SELECTED PASSAGE: Begin

In our 'What is depression' section we have listed the official definition of depression as given by the World Health Organisations' International Classification of Disease. However the official definition does not accurately convey the full range of potential impact of depression on our daily lives. So depressionet also gives a list of symptoms that may be more familiar to you. While the degree to which you experience any or all of these may vary greatly, most people with moderate to severe depression can relate to these.

  • sadness, lethargy, helplessness, hopelessness, worthlessness,

  • difficulties with decisions, memory, concentration,

  • loss of interest, energy,

  • changes to sleep patterns - difficulty sleeping or staying awake,

  • changes in weight - either significant loss or gain in weight,

  • relationship problems with partners, friends, family, colleagues,

  • isolation, thoughts of death, suicide,

  • anxiousness, unusual fear or feeling panic.

For many people depression sneaks up on us gradually. We are going about our daily lives and it is only in looking back that we start to realise that our attitude to life has changed. Often it is our family, friends or work colleagues that notice these changes before us. We no longer have the same motivation levels either at work or in our personal lives. We are generally feeling low, continually down and disinterested in activities that we used to enjoy and lack energy. Sleeping difficulties have started creeping in – either difficulty sleeping, erratic sleeping patterns or difficulty staying awake.

If depression is correctly diagnosed early then it can be treated before it worsens. However if allowed to go untreated, then these symptoms start to become 'normal' for us and have an increasing negative impact on our ability to function in our daily lives. A downward spiral starts to form that makes it even harder for us to reach out and get the help and support we need.

Reading a list of symptoms can be very different from actually experiencing the affect of these in your daily life. We get many people asking if it is 'normal' to feel or behave in a certain way when you have depression.

SELECTED PASSAGE: End
DATA SHOWN: Begin

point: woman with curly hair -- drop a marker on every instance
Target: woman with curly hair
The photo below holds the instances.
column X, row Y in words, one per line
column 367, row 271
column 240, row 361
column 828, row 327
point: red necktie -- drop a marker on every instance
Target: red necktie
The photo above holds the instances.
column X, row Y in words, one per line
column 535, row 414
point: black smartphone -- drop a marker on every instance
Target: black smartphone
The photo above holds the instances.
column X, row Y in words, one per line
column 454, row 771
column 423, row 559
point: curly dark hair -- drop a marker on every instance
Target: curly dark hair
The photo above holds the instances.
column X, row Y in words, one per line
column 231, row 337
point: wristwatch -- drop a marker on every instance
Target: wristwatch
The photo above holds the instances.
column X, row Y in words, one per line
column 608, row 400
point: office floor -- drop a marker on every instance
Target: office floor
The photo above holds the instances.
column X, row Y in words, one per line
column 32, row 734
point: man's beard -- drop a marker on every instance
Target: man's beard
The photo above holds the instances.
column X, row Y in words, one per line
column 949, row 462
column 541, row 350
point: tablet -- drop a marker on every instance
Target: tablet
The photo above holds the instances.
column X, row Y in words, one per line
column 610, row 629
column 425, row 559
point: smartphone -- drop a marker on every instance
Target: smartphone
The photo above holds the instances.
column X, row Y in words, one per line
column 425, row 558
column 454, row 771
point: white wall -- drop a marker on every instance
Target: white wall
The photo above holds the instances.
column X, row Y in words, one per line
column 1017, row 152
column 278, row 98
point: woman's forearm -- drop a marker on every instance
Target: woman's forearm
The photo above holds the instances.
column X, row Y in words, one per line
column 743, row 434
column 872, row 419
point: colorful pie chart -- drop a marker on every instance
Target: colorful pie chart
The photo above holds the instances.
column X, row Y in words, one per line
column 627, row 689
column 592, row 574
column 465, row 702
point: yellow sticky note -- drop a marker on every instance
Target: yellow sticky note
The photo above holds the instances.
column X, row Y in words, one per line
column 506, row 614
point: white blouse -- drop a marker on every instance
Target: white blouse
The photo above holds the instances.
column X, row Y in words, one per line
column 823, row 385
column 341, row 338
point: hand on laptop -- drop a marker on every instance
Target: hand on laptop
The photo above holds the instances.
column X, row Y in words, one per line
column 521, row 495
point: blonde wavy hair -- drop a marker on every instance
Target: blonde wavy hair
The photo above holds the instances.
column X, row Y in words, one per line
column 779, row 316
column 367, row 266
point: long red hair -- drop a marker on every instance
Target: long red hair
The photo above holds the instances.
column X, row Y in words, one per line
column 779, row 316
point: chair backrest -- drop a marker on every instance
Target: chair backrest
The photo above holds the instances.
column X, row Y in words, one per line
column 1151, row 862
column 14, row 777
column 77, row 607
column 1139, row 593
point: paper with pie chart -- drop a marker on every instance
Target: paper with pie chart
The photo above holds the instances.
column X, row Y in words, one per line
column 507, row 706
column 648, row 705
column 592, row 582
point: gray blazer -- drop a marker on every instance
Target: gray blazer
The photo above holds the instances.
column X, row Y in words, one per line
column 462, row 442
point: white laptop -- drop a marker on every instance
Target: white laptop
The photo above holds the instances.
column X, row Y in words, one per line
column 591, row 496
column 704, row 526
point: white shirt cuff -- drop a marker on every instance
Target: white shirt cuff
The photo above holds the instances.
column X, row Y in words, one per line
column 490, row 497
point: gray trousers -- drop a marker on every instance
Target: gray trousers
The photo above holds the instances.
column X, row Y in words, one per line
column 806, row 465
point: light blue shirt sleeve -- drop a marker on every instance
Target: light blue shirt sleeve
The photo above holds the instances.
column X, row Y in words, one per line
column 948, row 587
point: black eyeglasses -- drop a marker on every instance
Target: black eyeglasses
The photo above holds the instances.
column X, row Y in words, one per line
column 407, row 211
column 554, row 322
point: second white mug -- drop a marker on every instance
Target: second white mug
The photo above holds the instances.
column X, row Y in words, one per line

DATA SHOWN: End

**TASK**
In the passage on depression symptoms, who often notices the changes before the person with depression does?

**RESULT OF THE EXERCISE**
Their family, friends or work colleagues.